==== SOURCE RECORDS

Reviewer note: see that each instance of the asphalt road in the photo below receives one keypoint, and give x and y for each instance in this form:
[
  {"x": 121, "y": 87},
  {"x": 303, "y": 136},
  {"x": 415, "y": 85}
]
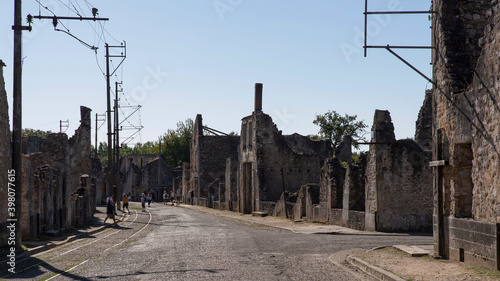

========

WHAT TO WORK ON. Write out again every line above exactly as given; the pictures do not belong in the copy.

RESULT FOR THIS EXERCISE.
Reviewer note: see that each instance of the asphalt road in the photo below receives one keypoint, and give x and y for each instance in this form:
[
  {"x": 121, "y": 87},
  {"x": 303, "y": 136},
  {"x": 415, "y": 85}
]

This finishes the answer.